● **Text section**:
————
A government committee recommended replacing the old pictures because they were becoming familiar and starting to lose their impact.

From July 1 next year the size of the pictures will more than double to 75 per cent of the front of a cigarette pack from the present 30 per cent.

The principal medical adviser for population health in the Department of Health, Dr Bernie Towler, said about 15,000 people a year died from the effects of smoking.

”We know graphic health warnings are effective,” Dr Towler said. ”People who think about quitting smoking are more likely to make attempts to quit smoking.”

Other images include a gangrenous foot, a man with a colostomy bag, mouth ulcers and a lung affected by emphysema.

Ms Roxon said she found the image of a premature baby particularly confronting.

”I think it’s pretty gross,” she said. ”If I was a smoker I think it would put me off. If my partner was a smoker I think it would make me step up my efforts to get him to stop.”

The government expects its controversial plain packaging laws to be passed by Parliament this week. Under the new laws, tobacco industry logos, brand imagery, colours and promotional text will be banned from 2012. The packaging background will be a drab brown colour, which research has found has the least appeal to smokers. Brand names will appear on the top, bottom and front of the pack in a standard colour, font and size.

The government has set a target of reducing the percentage of the population that smokes from 15 per cent to 10 per cent by 2018.
————
[Stored records]
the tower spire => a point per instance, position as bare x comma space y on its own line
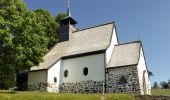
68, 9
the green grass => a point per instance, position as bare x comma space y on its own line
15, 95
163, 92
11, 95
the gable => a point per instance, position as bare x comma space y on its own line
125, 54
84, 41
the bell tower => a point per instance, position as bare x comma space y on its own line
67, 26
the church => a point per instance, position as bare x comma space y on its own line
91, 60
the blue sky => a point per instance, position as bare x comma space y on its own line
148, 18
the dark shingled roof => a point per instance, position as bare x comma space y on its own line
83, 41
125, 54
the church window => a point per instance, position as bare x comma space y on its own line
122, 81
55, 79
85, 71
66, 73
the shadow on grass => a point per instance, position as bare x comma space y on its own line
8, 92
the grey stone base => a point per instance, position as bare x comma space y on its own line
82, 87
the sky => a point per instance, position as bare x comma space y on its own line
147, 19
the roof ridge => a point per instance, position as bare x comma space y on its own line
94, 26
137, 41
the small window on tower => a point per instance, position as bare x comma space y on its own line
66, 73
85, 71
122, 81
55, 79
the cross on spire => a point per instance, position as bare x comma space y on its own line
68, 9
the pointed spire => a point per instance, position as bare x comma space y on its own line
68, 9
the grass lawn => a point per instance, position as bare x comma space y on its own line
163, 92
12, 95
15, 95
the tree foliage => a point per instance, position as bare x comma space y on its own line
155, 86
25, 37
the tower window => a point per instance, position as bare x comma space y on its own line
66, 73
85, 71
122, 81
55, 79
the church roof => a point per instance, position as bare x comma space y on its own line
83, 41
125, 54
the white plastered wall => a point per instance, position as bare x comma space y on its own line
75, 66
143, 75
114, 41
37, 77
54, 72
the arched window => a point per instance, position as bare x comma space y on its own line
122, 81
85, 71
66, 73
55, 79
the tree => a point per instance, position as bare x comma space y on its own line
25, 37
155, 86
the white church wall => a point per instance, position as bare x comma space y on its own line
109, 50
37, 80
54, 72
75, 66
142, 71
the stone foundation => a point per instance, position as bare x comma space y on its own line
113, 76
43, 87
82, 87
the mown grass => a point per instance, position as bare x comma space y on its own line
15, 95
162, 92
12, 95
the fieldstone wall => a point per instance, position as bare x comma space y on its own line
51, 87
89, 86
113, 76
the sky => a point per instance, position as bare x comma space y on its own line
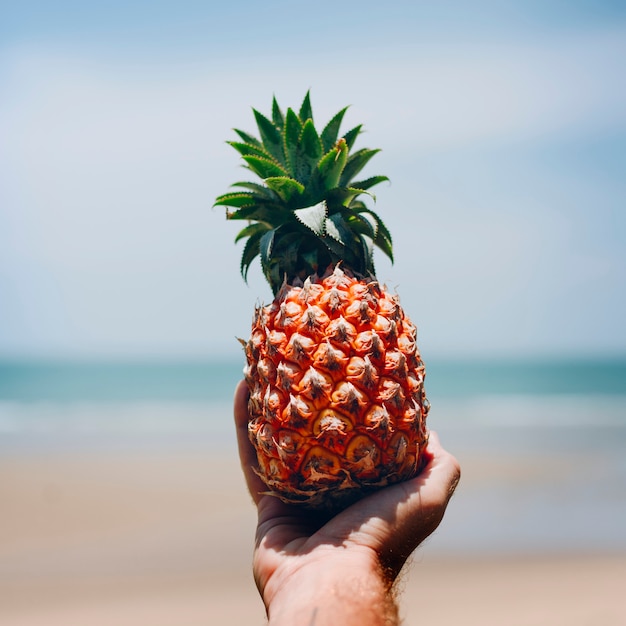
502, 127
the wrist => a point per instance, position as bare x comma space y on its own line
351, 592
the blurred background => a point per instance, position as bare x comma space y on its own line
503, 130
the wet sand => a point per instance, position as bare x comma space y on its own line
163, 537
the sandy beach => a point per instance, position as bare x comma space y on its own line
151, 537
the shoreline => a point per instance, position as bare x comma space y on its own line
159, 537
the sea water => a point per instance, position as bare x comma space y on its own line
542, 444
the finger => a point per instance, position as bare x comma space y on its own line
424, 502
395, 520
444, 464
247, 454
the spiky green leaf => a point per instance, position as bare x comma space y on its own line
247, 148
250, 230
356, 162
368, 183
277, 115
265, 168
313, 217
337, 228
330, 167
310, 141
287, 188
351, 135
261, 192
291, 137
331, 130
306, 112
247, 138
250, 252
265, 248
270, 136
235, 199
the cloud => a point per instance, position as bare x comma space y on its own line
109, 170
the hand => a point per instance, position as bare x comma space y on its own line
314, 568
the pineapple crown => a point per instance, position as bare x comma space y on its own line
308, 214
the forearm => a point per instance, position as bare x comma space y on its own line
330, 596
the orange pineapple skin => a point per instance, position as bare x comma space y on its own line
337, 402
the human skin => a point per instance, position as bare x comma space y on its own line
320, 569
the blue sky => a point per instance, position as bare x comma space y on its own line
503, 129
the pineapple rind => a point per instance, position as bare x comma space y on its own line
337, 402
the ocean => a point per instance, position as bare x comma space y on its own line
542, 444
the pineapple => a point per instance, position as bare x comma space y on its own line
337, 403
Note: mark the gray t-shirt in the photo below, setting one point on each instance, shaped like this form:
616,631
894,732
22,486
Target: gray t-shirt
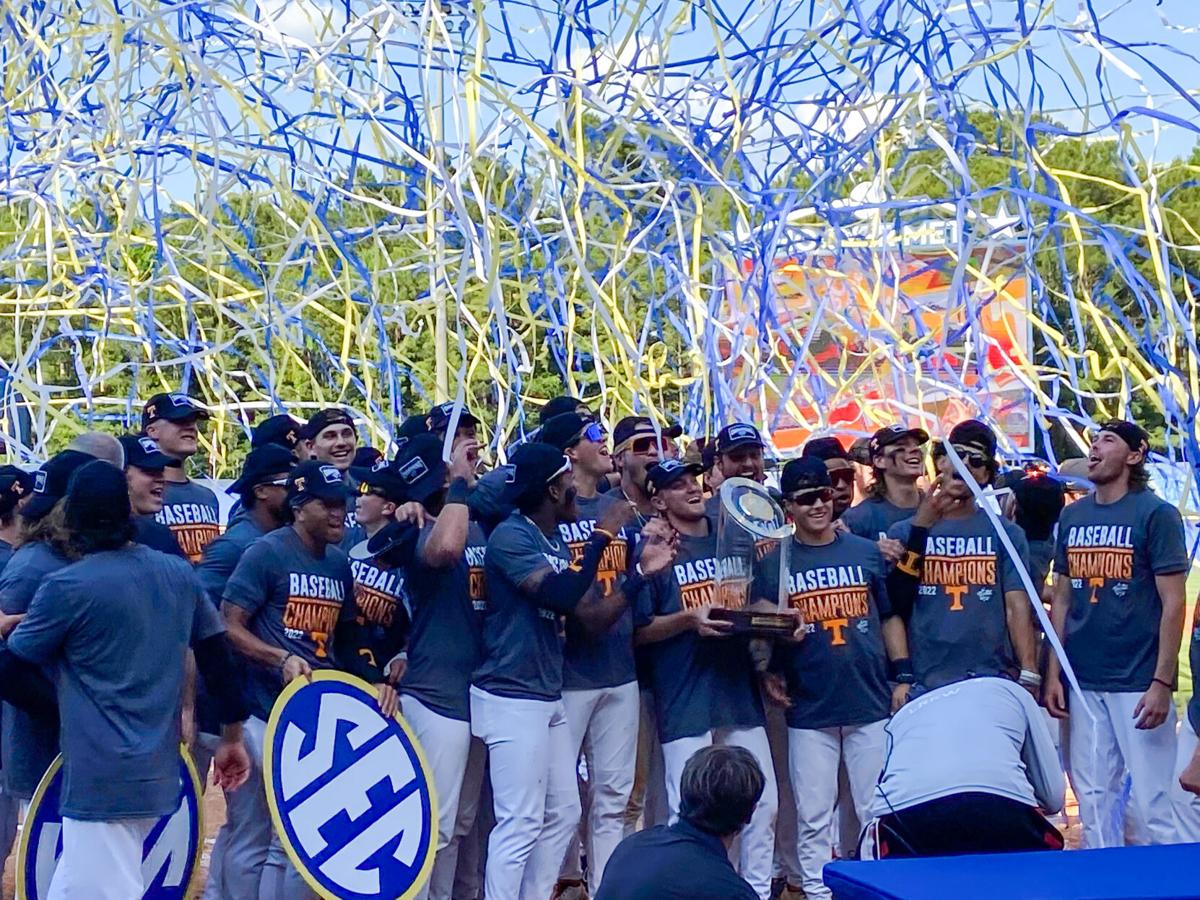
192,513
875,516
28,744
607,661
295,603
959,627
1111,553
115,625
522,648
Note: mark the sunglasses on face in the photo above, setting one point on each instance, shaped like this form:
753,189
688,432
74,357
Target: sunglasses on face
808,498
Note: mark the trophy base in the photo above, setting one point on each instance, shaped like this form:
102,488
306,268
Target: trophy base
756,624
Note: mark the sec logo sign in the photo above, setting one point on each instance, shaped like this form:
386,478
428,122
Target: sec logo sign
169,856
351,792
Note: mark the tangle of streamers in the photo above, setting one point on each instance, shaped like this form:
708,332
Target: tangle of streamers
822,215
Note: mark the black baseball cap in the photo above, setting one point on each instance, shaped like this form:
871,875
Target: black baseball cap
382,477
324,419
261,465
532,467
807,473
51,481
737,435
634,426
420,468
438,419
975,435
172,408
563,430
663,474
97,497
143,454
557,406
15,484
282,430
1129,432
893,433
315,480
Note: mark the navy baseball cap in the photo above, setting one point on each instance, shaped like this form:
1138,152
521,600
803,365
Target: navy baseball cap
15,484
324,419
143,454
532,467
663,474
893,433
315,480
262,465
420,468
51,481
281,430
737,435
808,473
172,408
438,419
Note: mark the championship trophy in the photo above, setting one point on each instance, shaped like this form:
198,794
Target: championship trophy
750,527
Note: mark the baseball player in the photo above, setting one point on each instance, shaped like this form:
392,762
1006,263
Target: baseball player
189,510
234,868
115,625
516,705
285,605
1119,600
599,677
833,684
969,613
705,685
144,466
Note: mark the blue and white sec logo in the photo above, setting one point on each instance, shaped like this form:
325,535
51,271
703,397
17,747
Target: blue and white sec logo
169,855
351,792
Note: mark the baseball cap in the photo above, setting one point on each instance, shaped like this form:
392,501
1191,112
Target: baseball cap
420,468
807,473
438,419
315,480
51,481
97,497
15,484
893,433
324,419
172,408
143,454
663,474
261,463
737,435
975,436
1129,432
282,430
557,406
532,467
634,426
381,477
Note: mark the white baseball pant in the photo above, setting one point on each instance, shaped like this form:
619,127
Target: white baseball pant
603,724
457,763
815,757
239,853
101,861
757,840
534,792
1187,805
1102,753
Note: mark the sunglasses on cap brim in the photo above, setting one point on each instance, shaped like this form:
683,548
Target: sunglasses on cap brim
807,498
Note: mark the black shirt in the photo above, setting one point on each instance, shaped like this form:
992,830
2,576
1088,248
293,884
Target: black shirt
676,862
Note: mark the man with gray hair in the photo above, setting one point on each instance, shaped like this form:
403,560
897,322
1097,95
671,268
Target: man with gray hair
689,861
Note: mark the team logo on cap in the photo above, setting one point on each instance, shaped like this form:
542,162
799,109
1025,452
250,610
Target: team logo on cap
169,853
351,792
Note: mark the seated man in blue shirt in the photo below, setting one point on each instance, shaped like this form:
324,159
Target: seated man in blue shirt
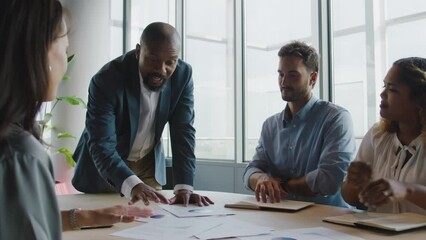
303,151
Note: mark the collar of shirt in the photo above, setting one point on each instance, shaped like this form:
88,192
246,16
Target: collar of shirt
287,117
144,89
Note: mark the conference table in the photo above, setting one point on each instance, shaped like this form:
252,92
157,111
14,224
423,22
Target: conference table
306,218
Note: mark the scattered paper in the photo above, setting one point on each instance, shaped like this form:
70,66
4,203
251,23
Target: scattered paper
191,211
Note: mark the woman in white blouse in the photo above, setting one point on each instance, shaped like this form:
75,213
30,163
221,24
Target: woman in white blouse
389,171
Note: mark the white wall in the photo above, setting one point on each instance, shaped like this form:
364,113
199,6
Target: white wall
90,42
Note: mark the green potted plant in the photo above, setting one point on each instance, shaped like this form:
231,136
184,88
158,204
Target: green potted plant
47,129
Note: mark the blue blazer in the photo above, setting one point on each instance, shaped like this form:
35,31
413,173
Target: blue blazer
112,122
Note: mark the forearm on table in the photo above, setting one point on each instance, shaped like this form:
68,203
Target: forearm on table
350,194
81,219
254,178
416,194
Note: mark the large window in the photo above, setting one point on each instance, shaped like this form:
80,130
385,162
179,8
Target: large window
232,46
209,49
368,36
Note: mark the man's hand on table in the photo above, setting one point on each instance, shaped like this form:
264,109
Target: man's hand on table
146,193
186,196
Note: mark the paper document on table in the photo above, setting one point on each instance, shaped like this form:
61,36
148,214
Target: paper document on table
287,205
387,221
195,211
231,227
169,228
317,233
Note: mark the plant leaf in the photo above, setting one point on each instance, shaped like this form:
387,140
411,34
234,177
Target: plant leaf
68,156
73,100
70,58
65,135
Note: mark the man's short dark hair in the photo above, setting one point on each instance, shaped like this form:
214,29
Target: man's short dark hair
————
● **Problem description**:
Repeat the whole passage on graphic health warnings for cigarette packs word for word.

● **Your response**:
A government committee recommended replacing the old pictures because they were becoming familiar and starting to lose their impact.

From July 1 next year the size of the pictures will more than double to 75 per cent of the front of a cigarette pack from the present 30 per cent.

The principal medical adviser for population health in the Department of Health, Dr Bernie Towler, said about 15,000 people a year died from the effects of smoking.

”We know graphic health warnings are effective,” Dr Towler said. ”People who think about quitting smoking are more likely to make attempts to quit smoking.”

Other images include a gangrenous foot, a man with a colostomy bag, mouth ulcers and a lung affected by emphysema.

Ms Roxon said she found the image of a premature baby particularly confronting.

”I think it’s pretty gross,” she said. ”If I was a smoker I think it would put me off. If my partner was a smoker I think it would make me step up my efforts to get him to stop.”

The government expects its controversial plain packaging laws to be passed by Parliament this week. Under the new laws, tobacco industry logos, brand imagery, colours and promotional text will be banned from 2012. The packaging background will be a drab brown colour, which research has found has the least appeal to smokers. Brand names will appear on the top, bottom and front of the pack in a standard colour, font and size.

The government has set a target of reducing the percentage of the population that smokes from 15 per cent to 10 per cent by 2018.